Text segment below:
Perhaps it's the looming decade and the big 3-0 around the corner, but I'm in a mood to make changes across the board. Whatever the reason, I found myself making an appointment with my friend Paul. He is a personal trainer and pretty much the most buff and fit person I know.
I've dabbled in working out before but it never really took. This time I was committed. Having a personal trainer and standing appointments really makes it easier for me. I hate breaking plans, so I'm determined to show up. Plus, we get to gossip about our weekends in between sets. We like to play the game of "Who Made The Worst Decision on Saturday Night?" It's often a tie.
So, I committed to working out with him 3 times a week. And it has been 6 weeks and I haven't missed an appointment. Who is this new Winnie Cooper?!? I still dislike it, but at least I'm there. We only do weight training, no cardio and at the end he "rewards" me with a protein shake that tastes like an orange creamsicle. It's insane how excited I've become for that shake. I'm like Pavlov's jacked dog.
End of Text segment.
Provided records below:
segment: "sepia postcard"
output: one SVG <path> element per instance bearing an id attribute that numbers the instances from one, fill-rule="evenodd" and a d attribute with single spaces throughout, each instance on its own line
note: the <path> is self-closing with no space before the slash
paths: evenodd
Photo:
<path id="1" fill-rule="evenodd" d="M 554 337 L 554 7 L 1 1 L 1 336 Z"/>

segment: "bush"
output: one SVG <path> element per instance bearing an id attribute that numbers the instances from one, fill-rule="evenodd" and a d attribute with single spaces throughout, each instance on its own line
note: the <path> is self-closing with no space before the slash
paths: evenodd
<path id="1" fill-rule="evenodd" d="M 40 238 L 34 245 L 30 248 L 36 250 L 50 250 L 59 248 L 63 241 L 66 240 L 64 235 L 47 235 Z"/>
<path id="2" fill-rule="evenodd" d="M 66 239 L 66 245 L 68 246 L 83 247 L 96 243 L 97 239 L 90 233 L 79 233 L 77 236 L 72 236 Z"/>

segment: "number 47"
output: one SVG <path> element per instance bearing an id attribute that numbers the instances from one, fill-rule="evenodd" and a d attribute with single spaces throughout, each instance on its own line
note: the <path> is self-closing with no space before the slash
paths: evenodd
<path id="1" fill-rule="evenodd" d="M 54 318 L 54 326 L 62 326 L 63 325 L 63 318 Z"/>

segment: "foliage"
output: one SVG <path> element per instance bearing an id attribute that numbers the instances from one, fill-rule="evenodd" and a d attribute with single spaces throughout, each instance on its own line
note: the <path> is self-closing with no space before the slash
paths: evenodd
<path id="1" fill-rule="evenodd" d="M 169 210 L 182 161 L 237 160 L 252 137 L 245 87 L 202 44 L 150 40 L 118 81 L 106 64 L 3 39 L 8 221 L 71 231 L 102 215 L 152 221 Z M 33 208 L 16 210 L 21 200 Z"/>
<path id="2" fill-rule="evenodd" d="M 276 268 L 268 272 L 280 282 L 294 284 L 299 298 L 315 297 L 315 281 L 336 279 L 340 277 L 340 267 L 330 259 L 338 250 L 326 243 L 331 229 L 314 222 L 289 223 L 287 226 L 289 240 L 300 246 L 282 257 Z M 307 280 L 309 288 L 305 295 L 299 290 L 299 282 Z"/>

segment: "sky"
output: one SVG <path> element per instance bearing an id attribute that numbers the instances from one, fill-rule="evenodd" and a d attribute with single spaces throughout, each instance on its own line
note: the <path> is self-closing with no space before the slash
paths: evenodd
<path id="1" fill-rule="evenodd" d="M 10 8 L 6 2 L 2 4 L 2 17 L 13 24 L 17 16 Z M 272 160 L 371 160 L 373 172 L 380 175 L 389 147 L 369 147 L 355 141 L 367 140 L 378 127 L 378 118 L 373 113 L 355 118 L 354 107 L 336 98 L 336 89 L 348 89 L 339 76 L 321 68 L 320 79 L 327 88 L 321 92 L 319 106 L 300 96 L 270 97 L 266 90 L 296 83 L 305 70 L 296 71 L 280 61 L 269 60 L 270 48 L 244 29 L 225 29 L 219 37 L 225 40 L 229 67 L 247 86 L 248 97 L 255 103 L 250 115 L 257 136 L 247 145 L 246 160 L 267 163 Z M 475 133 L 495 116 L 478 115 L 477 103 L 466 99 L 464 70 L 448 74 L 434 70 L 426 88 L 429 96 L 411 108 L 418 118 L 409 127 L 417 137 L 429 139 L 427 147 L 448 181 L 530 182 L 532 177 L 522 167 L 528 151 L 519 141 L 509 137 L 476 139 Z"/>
End of Provided records.
Study questions:
1 > Answer these questions using the post about the personal trainer:
(a) How many times a week does the writer work out with Paul?
(b) What game do the writer and Paul play between sets?
(c) What does the protein shake taste like?
2 > For each statement, say whether it agrees with the post about the personal trainer, and quote the words that decide it:
(a) Paul is a personal trainer.
(b) The workouts include cardio.
(c) The writer has missed one appointment in six weeks.
3 > Print the part of the post about the personal trainer from "I've dabbled in" up to and including "Pavlov's jacked dog.".
These records come from a different source than the text.

Solutions below:
1 >
(a) Three times a week.
(b) "Who Made The Worst Decision on Saturday Night?"
(c) An orange creamsicle.

2 >
(a) Yes: "He is a personal trainer"
(b) No: "We only do weight training, no cardio"
(c) No: "it has been 6 weeks and I haven't missed an appointment"

3 >
I've dabbled in working out before but it never really took. This time I was committed. Having a personal trainer and standing appointments really makes it easier for me. I hate breaking plans, so I'm determined to show up. Plus, we get to gossip about our weekends in between sets. We like to play the game of "Who Made The Worst Decision on Saturday Night?" It's often a tie.
So, I committed to working out with him 3 times a week. And it has been 6 weeks and I haven't missed an appointment. Who is this new Winnie Cooper?!? I still dislike it, but at least I'm there. We only do weight training, no cardio and at the end he "rewards" me with a protein shake that tastes like an orange creamsicle. It's insane how excited I've become for that shake. I'm like Pavlov's jacked dog.